> [REQUIRED WORK]:
Reproduce every line of the rows below, starting at the line containing "For the scene shown above, tell me where the gutter" and continuing through the end of the rows. Change only the coordinates in the answers, multiplying each by 0.25 and rounding to the nearest whole number with halves rounded up.

> [STORED RECORDS]:
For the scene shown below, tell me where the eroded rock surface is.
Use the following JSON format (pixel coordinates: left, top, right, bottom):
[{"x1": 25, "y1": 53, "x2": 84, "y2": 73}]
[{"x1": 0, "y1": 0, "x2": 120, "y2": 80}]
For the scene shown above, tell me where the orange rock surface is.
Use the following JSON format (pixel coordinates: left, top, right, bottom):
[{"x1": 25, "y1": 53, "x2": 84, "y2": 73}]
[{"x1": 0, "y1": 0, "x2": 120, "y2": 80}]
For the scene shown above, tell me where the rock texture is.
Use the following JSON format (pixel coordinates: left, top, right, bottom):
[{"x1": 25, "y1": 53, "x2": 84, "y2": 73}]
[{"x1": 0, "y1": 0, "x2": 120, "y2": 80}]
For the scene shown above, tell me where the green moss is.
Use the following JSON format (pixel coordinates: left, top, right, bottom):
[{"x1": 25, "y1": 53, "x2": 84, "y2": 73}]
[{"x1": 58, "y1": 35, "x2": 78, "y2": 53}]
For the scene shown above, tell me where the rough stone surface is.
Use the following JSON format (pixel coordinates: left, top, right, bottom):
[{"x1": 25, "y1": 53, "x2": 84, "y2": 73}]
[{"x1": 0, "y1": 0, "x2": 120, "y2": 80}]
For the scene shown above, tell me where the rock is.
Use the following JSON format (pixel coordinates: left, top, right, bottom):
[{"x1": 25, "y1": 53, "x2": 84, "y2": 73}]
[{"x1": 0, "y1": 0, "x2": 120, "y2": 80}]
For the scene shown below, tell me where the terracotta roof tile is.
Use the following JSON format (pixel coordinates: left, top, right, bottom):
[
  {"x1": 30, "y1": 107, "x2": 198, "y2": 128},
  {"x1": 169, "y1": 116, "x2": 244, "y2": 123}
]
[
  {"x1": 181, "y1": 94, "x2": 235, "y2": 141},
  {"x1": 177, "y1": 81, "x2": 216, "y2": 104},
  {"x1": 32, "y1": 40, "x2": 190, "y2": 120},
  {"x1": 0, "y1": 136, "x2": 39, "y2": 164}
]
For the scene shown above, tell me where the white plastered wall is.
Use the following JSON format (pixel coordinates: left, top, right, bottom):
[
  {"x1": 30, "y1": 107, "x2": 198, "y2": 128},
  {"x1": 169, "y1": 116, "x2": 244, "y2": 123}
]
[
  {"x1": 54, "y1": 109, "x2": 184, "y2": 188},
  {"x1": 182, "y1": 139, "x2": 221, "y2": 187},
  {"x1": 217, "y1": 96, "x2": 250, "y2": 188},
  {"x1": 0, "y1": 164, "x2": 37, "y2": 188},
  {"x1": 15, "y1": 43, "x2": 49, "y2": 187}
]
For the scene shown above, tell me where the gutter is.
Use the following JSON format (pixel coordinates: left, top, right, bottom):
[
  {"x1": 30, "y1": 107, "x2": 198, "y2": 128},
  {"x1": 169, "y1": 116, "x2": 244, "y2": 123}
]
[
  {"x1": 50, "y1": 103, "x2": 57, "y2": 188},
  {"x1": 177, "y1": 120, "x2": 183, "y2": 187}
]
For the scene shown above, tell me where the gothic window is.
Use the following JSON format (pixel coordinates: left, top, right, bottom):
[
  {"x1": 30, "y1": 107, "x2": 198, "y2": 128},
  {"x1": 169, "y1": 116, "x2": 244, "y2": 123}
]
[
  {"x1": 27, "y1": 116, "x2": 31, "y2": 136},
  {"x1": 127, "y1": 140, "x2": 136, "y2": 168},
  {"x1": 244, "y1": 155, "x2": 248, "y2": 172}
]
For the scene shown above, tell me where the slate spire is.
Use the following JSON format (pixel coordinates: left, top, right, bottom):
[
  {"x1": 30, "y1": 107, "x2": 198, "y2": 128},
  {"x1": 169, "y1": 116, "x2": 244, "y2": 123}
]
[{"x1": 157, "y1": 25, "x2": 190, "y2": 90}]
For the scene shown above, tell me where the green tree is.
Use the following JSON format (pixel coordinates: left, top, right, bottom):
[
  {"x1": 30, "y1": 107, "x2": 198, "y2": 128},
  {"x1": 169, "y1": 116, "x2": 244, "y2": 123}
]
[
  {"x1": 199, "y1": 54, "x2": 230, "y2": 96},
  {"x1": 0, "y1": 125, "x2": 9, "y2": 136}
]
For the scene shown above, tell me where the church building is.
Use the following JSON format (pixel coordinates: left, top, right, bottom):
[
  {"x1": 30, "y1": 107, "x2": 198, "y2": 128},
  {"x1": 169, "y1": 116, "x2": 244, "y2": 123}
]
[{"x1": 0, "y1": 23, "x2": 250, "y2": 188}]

> [RESPONSE]:
For the scene shown above, tell me where the gutter is.
Use the following JSON format (pixel coordinates: left, top, right, bottom):
[
  {"x1": 30, "y1": 107, "x2": 198, "y2": 128},
  {"x1": 169, "y1": 116, "x2": 244, "y2": 123}
]
[
  {"x1": 13, "y1": 26, "x2": 14, "y2": 47},
  {"x1": 44, "y1": 30, "x2": 46, "y2": 47}
]
For the scene shown above, tell me where the gothic window is.
Use the following JSON format (pixel coordinates: left, top, right, bottom):
[
  {"x1": 30, "y1": 107, "x2": 198, "y2": 128},
  {"x1": 169, "y1": 116, "x2": 244, "y2": 123}
]
[
  {"x1": 7, "y1": 29, "x2": 8, "y2": 34},
  {"x1": 32, "y1": 35, "x2": 34, "y2": 42},
  {"x1": 61, "y1": 39, "x2": 62, "y2": 43}
]
For the scene shown above, tell me where the slate spire is.
Use the following JSON format (pixel coordinates: left, top, right, bottom):
[
  {"x1": 30, "y1": 107, "x2": 198, "y2": 128},
  {"x1": 169, "y1": 116, "x2": 244, "y2": 123}
]
[{"x1": 39, "y1": 6, "x2": 48, "y2": 23}]
For the scene shown above, tell me where the green tree is.
Use the following JSON format (pixel coordinates: left, top, right, bottom):
[
  {"x1": 30, "y1": 107, "x2": 198, "y2": 128},
  {"x1": 169, "y1": 116, "x2": 244, "y2": 123}
]
[
  {"x1": 50, "y1": 14, "x2": 58, "y2": 24},
  {"x1": 0, "y1": 31, "x2": 2, "y2": 34}
]
For the scene shown above, tell me where the church building is.
Use the following JSON format (pixel coordinates: left, top, right, bottom):
[
  {"x1": 30, "y1": 107, "x2": 198, "y2": 128},
  {"x1": 169, "y1": 116, "x2": 244, "y2": 123}
]
[{"x1": 0, "y1": 6, "x2": 63, "y2": 47}]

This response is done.